Aim
Write out exactly the lines running from the one that contains "Task: point to each instance of the metal" through the end of the material.

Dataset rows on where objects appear
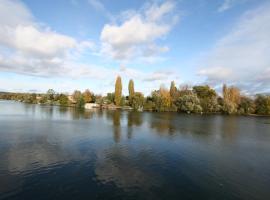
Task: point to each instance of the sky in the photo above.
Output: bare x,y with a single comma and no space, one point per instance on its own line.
79,44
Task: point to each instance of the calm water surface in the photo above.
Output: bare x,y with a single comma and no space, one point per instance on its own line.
62,153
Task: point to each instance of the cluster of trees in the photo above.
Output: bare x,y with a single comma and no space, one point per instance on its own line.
197,99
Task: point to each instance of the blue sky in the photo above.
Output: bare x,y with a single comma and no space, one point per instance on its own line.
79,44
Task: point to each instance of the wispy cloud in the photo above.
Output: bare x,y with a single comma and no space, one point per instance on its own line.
242,56
99,6
135,33
228,4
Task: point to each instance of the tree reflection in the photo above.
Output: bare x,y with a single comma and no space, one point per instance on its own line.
115,117
134,119
163,123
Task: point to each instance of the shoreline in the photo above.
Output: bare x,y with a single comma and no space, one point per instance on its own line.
128,108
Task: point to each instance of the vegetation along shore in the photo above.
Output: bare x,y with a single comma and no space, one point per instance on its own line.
197,99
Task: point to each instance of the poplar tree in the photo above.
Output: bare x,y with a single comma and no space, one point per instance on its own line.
118,91
131,91
173,90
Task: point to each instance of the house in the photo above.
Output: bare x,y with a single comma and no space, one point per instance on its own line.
91,105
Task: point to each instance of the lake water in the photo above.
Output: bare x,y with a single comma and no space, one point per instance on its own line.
63,153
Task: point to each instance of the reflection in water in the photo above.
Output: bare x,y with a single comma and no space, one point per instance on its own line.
163,123
115,117
64,153
134,120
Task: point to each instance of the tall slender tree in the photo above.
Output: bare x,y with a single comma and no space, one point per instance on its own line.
118,91
173,90
131,88
131,91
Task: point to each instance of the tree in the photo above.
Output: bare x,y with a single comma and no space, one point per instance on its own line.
246,106
78,98
208,98
137,101
231,99
173,91
118,91
189,103
87,96
63,100
110,97
262,103
50,94
162,99
131,89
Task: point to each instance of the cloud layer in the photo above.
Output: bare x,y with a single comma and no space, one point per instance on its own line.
137,32
27,47
242,56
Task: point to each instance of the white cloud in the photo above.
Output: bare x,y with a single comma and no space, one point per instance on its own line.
28,48
98,6
228,4
242,56
138,31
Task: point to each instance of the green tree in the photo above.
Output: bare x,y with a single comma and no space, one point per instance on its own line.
231,99
63,100
78,97
110,97
131,91
50,94
137,101
262,103
162,99
87,96
247,105
208,98
189,103
118,91
173,91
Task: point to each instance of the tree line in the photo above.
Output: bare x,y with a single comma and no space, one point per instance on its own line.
197,99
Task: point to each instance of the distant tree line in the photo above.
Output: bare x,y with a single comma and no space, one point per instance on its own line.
197,99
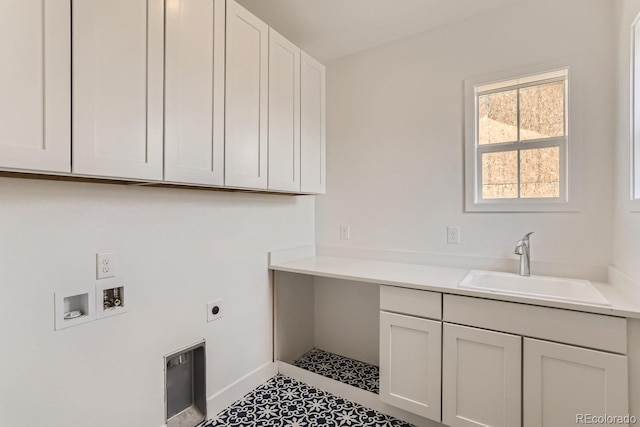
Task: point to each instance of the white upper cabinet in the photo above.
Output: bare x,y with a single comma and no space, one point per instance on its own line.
194,92
481,378
247,102
312,136
35,50
118,88
284,114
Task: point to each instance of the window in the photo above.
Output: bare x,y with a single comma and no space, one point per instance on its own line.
517,143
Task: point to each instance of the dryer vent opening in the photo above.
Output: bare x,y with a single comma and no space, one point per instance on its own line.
185,387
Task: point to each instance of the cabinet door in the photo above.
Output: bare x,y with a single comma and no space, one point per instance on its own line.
481,378
35,111
410,368
284,114
194,92
118,88
312,125
562,382
246,99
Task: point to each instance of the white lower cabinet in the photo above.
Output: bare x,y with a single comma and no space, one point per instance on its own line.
499,364
565,384
481,381
410,363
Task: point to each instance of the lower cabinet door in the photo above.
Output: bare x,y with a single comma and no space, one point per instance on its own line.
566,385
410,364
481,378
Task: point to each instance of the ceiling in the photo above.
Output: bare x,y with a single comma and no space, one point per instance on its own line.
329,29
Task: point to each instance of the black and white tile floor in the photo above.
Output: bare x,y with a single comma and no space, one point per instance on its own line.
285,402
340,368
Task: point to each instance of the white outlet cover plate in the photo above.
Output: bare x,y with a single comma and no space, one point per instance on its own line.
453,235
210,316
105,265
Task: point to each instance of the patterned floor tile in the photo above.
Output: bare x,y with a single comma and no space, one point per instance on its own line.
285,402
340,368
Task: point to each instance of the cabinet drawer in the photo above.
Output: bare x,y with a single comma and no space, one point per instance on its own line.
411,301
572,327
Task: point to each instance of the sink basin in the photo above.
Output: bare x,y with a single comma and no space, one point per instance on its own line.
553,288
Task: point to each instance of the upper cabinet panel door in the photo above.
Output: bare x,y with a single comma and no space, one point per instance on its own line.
35,50
118,88
312,125
284,114
563,383
246,99
194,92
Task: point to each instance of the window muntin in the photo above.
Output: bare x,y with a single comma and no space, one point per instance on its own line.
521,137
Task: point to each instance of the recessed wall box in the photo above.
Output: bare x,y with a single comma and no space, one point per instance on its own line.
74,307
111,298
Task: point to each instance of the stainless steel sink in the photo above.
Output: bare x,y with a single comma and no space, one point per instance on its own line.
553,288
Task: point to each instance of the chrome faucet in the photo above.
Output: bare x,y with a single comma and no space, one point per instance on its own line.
522,249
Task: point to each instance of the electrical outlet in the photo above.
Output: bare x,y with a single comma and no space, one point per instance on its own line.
214,310
453,235
105,265
345,232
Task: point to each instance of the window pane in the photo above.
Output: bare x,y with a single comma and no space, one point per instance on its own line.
542,111
498,117
540,172
500,175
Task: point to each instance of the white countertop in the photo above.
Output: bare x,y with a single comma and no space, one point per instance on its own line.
625,301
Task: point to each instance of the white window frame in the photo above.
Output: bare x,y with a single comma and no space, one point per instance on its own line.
569,144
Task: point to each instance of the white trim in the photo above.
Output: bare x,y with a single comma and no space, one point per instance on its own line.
570,168
634,140
359,396
225,397
292,254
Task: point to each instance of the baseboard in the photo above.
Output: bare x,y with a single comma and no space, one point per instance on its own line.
225,397
354,394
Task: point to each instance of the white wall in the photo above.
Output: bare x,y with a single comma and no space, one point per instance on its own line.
395,135
178,249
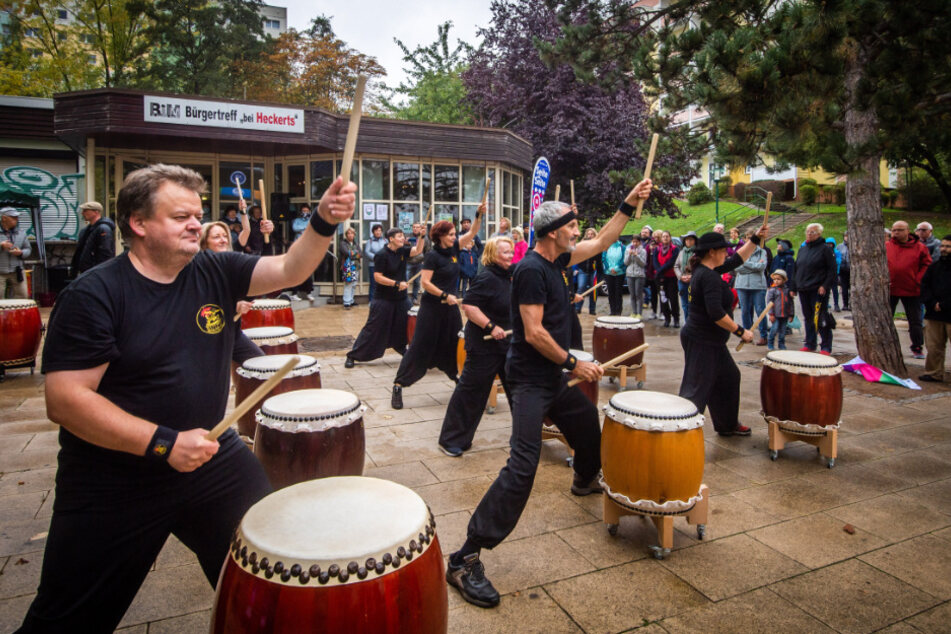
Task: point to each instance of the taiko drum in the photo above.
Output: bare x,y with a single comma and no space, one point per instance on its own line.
20,329
269,312
652,451
614,335
255,371
309,434
801,387
274,339
346,554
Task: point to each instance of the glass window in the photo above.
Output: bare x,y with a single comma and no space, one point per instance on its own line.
321,176
473,183
296,181
446,179
406,177
376,179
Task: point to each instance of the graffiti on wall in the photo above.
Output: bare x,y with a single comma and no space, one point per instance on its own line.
58,196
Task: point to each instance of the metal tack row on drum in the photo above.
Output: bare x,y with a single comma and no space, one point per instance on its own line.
346,554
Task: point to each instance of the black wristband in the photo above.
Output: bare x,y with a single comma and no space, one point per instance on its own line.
570,363
160,447
625,209
321,226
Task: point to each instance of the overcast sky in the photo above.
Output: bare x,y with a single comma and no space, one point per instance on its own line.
369,26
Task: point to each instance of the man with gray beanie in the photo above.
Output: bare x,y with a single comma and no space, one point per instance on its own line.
14,248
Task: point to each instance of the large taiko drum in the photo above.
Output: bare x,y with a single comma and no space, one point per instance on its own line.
255,371
341,554
20,329
588,388
309,434
411,322
614,335
652,451
274,339
800,389
268,312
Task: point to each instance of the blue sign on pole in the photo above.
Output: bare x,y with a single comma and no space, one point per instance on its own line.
539,184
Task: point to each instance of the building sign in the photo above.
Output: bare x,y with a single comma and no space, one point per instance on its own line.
218,114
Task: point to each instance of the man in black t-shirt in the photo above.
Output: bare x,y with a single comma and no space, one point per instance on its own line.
136,361
542,322
386,323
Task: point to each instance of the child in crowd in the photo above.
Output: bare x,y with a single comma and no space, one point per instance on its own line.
783,309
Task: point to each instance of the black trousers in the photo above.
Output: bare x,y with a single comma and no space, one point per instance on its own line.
912,306
576,417
615,290
470,396
808,300
711,379
108,526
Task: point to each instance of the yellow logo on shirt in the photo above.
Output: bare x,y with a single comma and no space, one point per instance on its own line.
210,319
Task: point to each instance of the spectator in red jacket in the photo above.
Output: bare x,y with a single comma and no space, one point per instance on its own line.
908,259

Written answer
Task: point to each instance of the metal tack row on drum in the photo above.
Output: bare x,y with a single comma and no space, one point per instance on its own line.
346,554
Task: point to each instance of the black wristband in the photo above.
Output: bare x,y with a single comma and no space, one point per instance on its own line.
570,363
160,447
625,209
321,226
Task: point to each instance of the overcast sky in the photo above.
Output: bare x,y with a single comma and no space, one point per instance on its own line.
369,26
Task: point to each instance of the man with gray beanie in the photo above.
Output: bare x,y with a single comma and no space, one point per instance on its own line.
14,248
Task: point to each instance of the large taiko drum in the photo above.
Output: bare x,y with a single comma and no space, one point per instance on its own line.
255,371
341,554
20,329
588,388
309,434
411,322
614,335
652,451
274,339
800,389
268,312
Task: point to each instance of the blue sign on pole in the photo above.
Output: bare x,y with a single comma and no space, one point per instance on its own line.
539,184
Task: point to each instance of the building sign in the photo above.
Output: bare x,y with a single comma and no space, one point per instance on its own line.
218,114
Task: point to each instance of the man in black t-shirt in the photo above.
Output: bare x,y with a single comma and no space, one point per instance on its own line.
136,361
542,322
386,323
Task: point to each instance of the child in crowd in the photo above.
Output: bare x,y with a single comma and no space, one point per instance on its own line.
783,309
Task: point to each instance of the black trousers in the photo above.
Output: bare x,y with a single comma and no space, one point per instance on its own line.
912,306
576,417
615,290
470,396
808,300
711,379
108,526
Task: point to each instance of the yellow logo on shirt in the photo above.
Output: bare x,y with a single comma and no space, one point per instance on its own line.
210,319
Task: point to each instance of the spectator in red jacket in the photo above.
Output: bare x,y with a single comma and no space, one point per instance on its own line.
908,259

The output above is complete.